Given passage:
^^^^^^^^^^^^^^^^
Sometimes this Court will receive an affidavit that provides general background in circumstances where that information might assist it in understanding the issues relevant to the judicial review: see, e.g., Estate of Corinne Kelley v. Canada, 2011 FC 1335 at paragraphs 26-27; Armstrong v. Canada (Attorney General), 2005 FC 1013 at paragraphs 39-40; Chopra v. Canada (Treasury Board) (1999), 168 F.T.R. 273 at paragraph 9. Care must be taken to ensure that the affidavit does not go further and provide evidence relevant to the merits of the matter decided by the administrative decision-maker, invading the role of the latter as fact-finder and merits-decider.
^^^^^^^^^^^^^^^^
Goal 1:
Using the passage on background affidavits, answer each question:
(a) Which decision from 2011 is cited, and at which paragraphs?
(b) Which volume and page of F.T.R. is given for Chopra v. Canada (Treasury Board)?
(c) Whose role as fact-finder and merits-decider must the affidavit not invade?
Goal 2: Write out the part of the passage on background affidavits starting at "Sometimes this Court" and ending at "fact-finder and merits-decider.".
The records are separate material and are not part of the passage on background affidavits.

Material shown:
^^^^^^^^^^^^^^^^
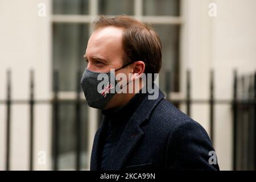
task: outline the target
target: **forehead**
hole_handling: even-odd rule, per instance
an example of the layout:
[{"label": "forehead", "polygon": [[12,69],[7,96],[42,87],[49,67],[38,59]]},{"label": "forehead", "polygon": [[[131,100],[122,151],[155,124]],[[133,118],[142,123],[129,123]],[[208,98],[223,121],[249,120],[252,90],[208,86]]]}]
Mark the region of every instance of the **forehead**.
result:
[{"label": "forehead", "polygon": [[86,55],[88,57],[103,56],[113,59],[113,56],[123,55],[121,28],[107,27],[95,31],[90,37]]}]

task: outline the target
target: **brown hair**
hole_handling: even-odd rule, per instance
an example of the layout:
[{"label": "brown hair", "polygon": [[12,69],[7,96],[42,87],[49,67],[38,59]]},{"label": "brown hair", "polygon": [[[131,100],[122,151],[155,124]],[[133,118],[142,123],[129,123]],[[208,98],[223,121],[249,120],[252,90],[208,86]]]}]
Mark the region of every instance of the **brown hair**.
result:
[{"label": "brown hair", "polygon": [[94,30],[114,26],[123,28],[123,46],[127,59],[124,64],[143,61],[145,73],[157,73],[162,65],[162,43],[151,26],[126,15],[108,18],[101,15],[94,22]]}]

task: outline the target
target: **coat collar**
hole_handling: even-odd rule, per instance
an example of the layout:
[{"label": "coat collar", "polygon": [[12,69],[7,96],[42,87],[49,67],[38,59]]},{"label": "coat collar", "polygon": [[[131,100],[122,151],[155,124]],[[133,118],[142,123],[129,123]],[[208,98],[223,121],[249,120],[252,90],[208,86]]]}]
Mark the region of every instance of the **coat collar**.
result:
[{"label": "coat collar", "polygon": [[[154,108],[164,97],[163,93],[159,88],[158,89],[158,97],[155,100],[148,100],[148,96],[146,96],[128,122],[117,146],[115,151],[117,155],[114,155],[110,164],[110,170],[122,169],[131,152],[143,135],[144,133],[141,130],[140,125],[149,118]],[[95,134],[90,161],[90,168],[92,171],[98,171],[100,169],[100,160],[101,154],[100,146],[102,145],[103,142],[102,136],[106,124],[107,122],[104,119]]]}]

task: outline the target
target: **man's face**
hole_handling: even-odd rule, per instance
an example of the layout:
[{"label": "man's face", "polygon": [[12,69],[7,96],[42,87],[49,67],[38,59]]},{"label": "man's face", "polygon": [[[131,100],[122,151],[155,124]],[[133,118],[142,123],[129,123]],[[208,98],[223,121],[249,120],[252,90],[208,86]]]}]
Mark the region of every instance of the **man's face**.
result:
[{"label": "man's face", "polygon": [[117,69],[122,67],[125,55],[122,44],[122,31],[121,28],[107,27],[93,33],[84,56],[88,69],[106,73],[111,68]]}]

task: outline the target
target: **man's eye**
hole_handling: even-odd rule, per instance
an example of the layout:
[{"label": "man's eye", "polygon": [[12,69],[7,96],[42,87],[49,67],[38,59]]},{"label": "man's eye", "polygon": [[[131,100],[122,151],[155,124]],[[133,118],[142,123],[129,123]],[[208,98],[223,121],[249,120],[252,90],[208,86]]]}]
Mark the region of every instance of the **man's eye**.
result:
[{"label": "man's eye", "polygon": [[96,63],[96,64],[104,64],[104,63],[103,63],[102,62],[100,61],[95,61],[95,63]]}]

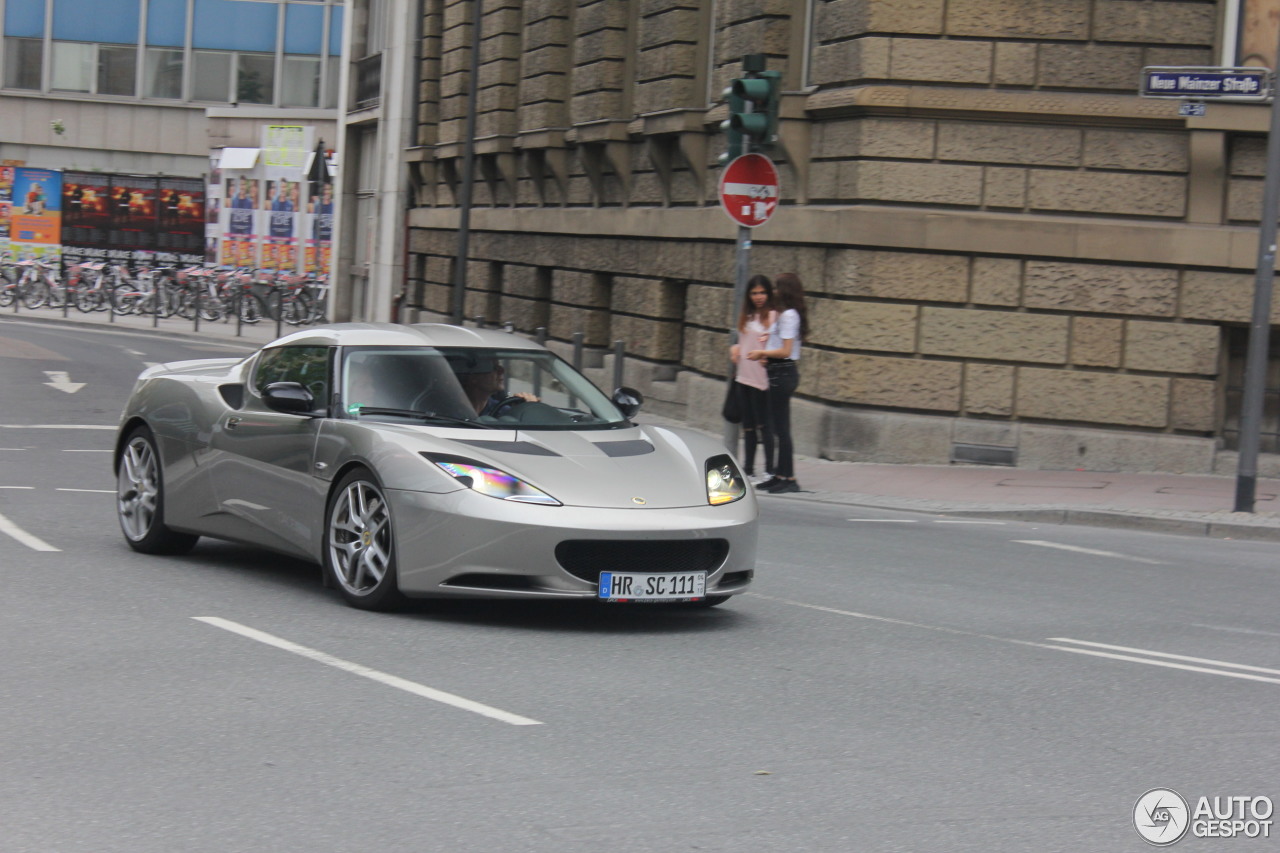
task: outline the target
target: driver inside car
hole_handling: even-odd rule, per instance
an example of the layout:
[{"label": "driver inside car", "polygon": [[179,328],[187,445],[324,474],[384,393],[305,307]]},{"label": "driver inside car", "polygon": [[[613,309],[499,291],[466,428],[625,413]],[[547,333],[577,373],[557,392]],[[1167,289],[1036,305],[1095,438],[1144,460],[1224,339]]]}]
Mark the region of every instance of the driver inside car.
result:
[{"label": "driver inside car", "polygon": [[497,359],[474,357],[454,364],[453,369],[458,374],[458,382],[462,383],[463,393],[480,418],[498,418],[521,402],[538,402],[538,397],[526,391],[515,394],[506,392],[503,388],[506,370]]}]

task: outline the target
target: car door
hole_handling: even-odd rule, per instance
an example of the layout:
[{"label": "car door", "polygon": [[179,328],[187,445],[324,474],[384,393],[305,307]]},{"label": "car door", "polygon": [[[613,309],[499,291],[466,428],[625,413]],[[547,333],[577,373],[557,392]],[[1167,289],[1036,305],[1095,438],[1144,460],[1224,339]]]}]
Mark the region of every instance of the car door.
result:
[{"label": "car door", "polygon": [[[262,401],[273,382],[311,391],[311,415],[274,411]],[[315,447],[328,416],[333,352],[321,346],[264,350],[238,410],[214,425],[212,480],[225,529],[237,539],[319,558],[326,482],[316,476]]]}]

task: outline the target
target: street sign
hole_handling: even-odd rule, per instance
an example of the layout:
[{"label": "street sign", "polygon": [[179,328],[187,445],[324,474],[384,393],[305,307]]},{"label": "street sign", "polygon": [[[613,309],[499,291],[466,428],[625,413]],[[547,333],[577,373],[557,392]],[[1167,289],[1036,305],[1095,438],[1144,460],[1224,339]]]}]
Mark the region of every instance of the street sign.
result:
[{"label": "street sign", "polygon": [[1142,69],[1138,93],[1143,97],[1265,101],[1271,96],[1271,72],[1266,68],[1148,65]]},{"label": "street sign", "polygon": [[721,174],[721,207],[746,228],[763,225],[778,209],[778,170],[763,154],[744,154]]}]

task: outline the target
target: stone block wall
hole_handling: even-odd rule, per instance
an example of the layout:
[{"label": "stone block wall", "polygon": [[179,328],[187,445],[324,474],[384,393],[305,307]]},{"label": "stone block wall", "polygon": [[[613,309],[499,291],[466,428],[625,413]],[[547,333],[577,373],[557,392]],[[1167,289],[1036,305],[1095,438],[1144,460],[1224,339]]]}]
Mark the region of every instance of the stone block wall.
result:
[{"label": "stone block wall", "polygon": [[[467,316],[545,327],[558,346],[625,341],[681,388],[723,377],[718,92],[763,53],[783,74],[782,206],[753,234],[751,269],[809,289],[800,394],[828,414],[805,441],[841,459],[856,437],[892,459],[1010,443],[1050,465],[1082,461],[1064,435],[1101,430],[1140,441],[1093,435],[1100,465],[1121,446],[1183,465],[1220,435],[1225,341],[1252,304],[1265,110],[1189,124],[1134,95],[1143,65],[1216,61],[1215,0],[485,9]],[[411,268],[417,305],[443,314],[471,4],[428,10],[439,85],[424,72],[434,117],[419,138],[439,160]],[[1142,443],[1157,439],[1176,452]]]}]

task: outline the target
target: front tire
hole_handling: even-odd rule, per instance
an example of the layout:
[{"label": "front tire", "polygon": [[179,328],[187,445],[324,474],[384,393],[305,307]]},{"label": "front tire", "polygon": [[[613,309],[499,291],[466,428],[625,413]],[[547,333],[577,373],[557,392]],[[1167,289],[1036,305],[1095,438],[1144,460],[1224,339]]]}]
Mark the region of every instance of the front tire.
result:
[{"label": "front tire", "polygon": [[396,581],[390,507],[372,473],[351,470],[325,512],[324,571],[352,607],[394,610],[404,603]]},{"label": "front tire", "polygon": [[134,429],[124,442],[116,464],[115,506],[124,540],[134,551],[187,553],[200,538],[165,526],[160,453],[155,437],[146,426]]}]

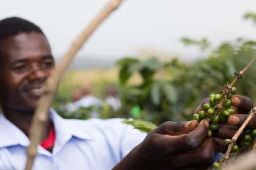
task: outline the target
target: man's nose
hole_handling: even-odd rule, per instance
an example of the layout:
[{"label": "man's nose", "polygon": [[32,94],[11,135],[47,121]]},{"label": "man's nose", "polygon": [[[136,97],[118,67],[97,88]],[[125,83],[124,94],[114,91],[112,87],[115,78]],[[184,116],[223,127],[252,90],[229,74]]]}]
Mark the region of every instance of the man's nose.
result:
[{"label": "man's nose", "polygon": [[31,82],[41,83],[46,81],[48,76],[48,73],[45,69],[35,66],[31,68],[28,77]]}]

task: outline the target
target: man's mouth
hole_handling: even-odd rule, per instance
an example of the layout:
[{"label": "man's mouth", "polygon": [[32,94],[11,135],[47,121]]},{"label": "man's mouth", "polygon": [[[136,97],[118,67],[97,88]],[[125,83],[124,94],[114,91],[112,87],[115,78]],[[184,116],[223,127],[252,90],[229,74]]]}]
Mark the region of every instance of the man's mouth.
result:
[{"label": "man's mouth", "polygon": [[26,91],[33,97],[39,97],[44,93],[44,87],[42,87],[28,89]]}]

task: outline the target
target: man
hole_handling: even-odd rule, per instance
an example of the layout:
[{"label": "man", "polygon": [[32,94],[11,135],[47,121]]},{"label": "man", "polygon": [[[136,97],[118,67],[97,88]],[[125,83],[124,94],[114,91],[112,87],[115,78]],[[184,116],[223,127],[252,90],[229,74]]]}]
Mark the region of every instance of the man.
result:
[{"label": "man", "polygon": [[[19,18],[0,21],[0,170],[23,169],[33,113],[54,67],[39,27]],[[246,97],[232,100],[237,113],[246,113],[252,106]],[[233,126],[221,126],[214,139],[207,137],[205,120],[167,122],[145,138],[121,119],[68,120],[52,110],[49,113],[33,170],[203,169],[212,163],[215,151],[226,148],[224,140],[247,116],[230,117]],[[251,122],[255,128],[256,119]]]}]

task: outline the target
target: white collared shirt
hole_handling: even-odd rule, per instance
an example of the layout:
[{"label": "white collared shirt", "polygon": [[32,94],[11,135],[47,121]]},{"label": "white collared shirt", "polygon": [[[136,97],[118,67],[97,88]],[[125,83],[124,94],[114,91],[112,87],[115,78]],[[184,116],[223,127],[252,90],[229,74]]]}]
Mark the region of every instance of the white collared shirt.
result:
[{"label": "white collared shirt", "polygon": [[[147,134],[121,118],[65,119],[50,110],[56,139],[52,154],[40,146],[33,170],[110,170]],[[24,170],[28,137],[0,115],[0,170]]]}]

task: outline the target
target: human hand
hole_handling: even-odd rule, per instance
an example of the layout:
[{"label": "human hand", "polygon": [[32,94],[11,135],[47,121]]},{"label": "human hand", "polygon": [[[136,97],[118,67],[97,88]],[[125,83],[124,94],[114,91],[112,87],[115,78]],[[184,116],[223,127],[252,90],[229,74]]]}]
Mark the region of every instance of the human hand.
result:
^^^^^^^^^^^^^^^^
Correct result 1:
(a) Estate of Corinne Kelley v. Canada, 2011 FC 1335, at paragraphs 26-27.
(b) 168 F.T.R. 273.
(c) The administrative decision-maker's role.

Correct result 2:
Sometimes this Court will receive an affidavit that provides general background in circumstances where that information might assist it in understanding the issues relevant to the judicial review: see, e.g., Estate of Corinne Kelley v. Canada, 2011 FC 1335 at paragraphs 26-27; Armstrong v. Canada (Attorney General), 2005 FC 1013 at paragraphs 39-40; Chopra v. Canada (Treasury Board) (1999), 168 F.T.R. 273 at paragraph 9. Care must be taken to ensure that the affidavit does not go further and provide evidence relevant to the merits of the matter decided by the administrative decision-maker, invading the role of the latter as fact-finder and merits-decider.